AVAILABLE DATA |
★ ★ ★ ★

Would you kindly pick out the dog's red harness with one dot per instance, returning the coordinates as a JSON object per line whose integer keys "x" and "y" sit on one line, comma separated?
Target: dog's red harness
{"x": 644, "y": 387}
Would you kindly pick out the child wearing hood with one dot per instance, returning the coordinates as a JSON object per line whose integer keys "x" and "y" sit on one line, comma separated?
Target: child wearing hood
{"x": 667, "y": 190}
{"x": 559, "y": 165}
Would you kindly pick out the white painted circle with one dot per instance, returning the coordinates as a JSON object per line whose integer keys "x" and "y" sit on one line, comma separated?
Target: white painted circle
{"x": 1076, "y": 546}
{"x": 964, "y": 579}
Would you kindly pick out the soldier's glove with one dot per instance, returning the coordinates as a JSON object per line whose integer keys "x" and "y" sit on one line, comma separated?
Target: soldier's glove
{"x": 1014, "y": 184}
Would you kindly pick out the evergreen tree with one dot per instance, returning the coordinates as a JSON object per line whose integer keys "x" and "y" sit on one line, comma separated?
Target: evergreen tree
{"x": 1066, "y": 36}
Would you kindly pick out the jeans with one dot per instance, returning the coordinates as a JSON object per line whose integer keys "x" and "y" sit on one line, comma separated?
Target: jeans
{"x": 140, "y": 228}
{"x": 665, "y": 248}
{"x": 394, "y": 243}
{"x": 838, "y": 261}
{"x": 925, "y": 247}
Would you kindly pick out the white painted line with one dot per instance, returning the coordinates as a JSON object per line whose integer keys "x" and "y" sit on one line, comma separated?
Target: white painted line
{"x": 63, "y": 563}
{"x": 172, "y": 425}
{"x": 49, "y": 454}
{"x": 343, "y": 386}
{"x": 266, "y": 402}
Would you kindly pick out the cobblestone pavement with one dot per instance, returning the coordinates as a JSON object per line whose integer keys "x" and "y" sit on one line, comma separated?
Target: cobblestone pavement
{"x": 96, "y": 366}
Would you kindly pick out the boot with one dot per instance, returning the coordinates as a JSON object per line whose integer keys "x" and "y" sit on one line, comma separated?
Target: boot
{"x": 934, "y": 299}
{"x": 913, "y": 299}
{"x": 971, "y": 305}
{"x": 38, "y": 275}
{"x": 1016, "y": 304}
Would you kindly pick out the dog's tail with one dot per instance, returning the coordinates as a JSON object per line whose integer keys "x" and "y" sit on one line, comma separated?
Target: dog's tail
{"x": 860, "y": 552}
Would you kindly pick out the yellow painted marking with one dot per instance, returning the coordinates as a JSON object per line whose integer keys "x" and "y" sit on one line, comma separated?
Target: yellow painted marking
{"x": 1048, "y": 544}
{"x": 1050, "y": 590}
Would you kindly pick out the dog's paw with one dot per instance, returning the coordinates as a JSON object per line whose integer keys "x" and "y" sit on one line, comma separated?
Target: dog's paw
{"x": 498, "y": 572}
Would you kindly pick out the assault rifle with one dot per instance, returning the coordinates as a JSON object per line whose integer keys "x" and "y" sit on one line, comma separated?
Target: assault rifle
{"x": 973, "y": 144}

★ ★ ★ ★

Please rewrite every line of the records above as one numbered list, leaving out any blank lines.

SOLUTION FOR THIS PROBLEM |
1. Would you kindly pick out the dog's red harness with one dot per instance, returning the coordinates as a JSON object per line whose integer keys "x" and "y" sit on one line, comma separated?
2. Target: dog's red harness
3. {"x": 644, "y": 387}
4. Would you kindly pick out the child wearing hood with one dot per instance, returning the coordinates as a JSON object per line whose integer keys "x" and "y" sit on one line, comma separated?
5. Target: child wearing hood
6. {"x": 667, "y": 190}
7. {"x": 559, "y": 165}
8. Would you kindly pick out the white painted circle with one dot per instance, returning the coordinates as a JSON object per line whose integer keys "x" and "y" sit on one line, comma separated?
9. Target: white painted circle
10. {"x": 1076, "y": 546}
11. {"x": 964, "y": 579}
12. Would you kindly pick out the soldier's glove with one dot per instance, returning the coordinates as a JSON object per line whose integer keys "x" and "y" sit on one line, comma separated?
13. Target: soldier's glove
14. {"x": 1014, "y": 184}
15. Would you kindly pick out the evergreen tree with one dot per instance, returning the coordinates as a JSON object per line whose integer keys "x" and "y" sit on one line, comma separated?
16. Target: evergreen tree
17. {"x": 1066, "y": 36}
18. Would you kindly pick out the jeans with one dot per instance, returning the coordinates as a JSON object per line whose integer keys "x" and "y" sit on one line, comma separated?
19. Target: jeans
20. {"x": 140, "y": 228}
21. {"x": 665, "y": 248}
22. {"x": 394, "y": 243}
23. {"x": 838, "y": 261}
24. {"x": 925, "y": 247}
25. Would you kindly pick out the white painted line with one dot per instance, returning the coordinates as a JSON object per line whose integer keys "x" and "y" sit on one line, comma separated?
26. Target: white painted line
27. {"x": 63, "y": 563}
28. {"x": 172, "y": 425}
29. {"x": 49, "y": 454}
30. {"x": 343, "y": 386}
31. {"x": 266, "y": 402}
32. Would you kindly pick out the cobblestone pavement with one dot per instance, returning the coordinates as a JSON object per line whose integer keys "x" and "y" sit on one line, comma separated?
33. Target: cobblestone pavement
34. {"x": 96, "y": 366}
35. Would you kindly pick out the boot with one dot per instance, returning the coordinates as a JSON object per line whose integer keys "x" and "y" sit on one line, comma separated?
36. Target: boot
37. {"x": 934, "y": 299}
38. {"x": 913, "y": 299}
39. {"x": 971, "y": 305}
40. {"x": 38, "y": 275}
41. {"x": 1016, "y": 304}
42. Would you kindly pick out the dog's tail with one dot per instance, returning the coordinates as a JSON object per line whose integer keys "x" and "y" sit on one line, comma separated?
43. Target: dog's tail
44. {"x": 860, "y": 552}
45. Would you kindly pick out the yellow painted marking with one dot per instance, returning the coordinates as a JSON object per line whose integer keys "x" and "y" sit on one line, comma separated?
46. Target: yellow painted marking
47. {"x": 1048, "y": 544}
48. {"x": 1050, "y": 590}
49. Would you kindly pick out the dog's paw with one dot per instance, returning the coordinates as a JSON object per line whose integer keys "x" and "y" sit on one line, comma separated?
50. Target: dog's paw
51. {"x": 498, "y": 572}
52. Would you kindly pick out the assault rifle with one dot per instance, returning the coordinates as a JSON object per line whose integer keys "x" and "y" sit on one line, comma separated?
53. Target: assault rifle
54. {"x": 973, "y": 144}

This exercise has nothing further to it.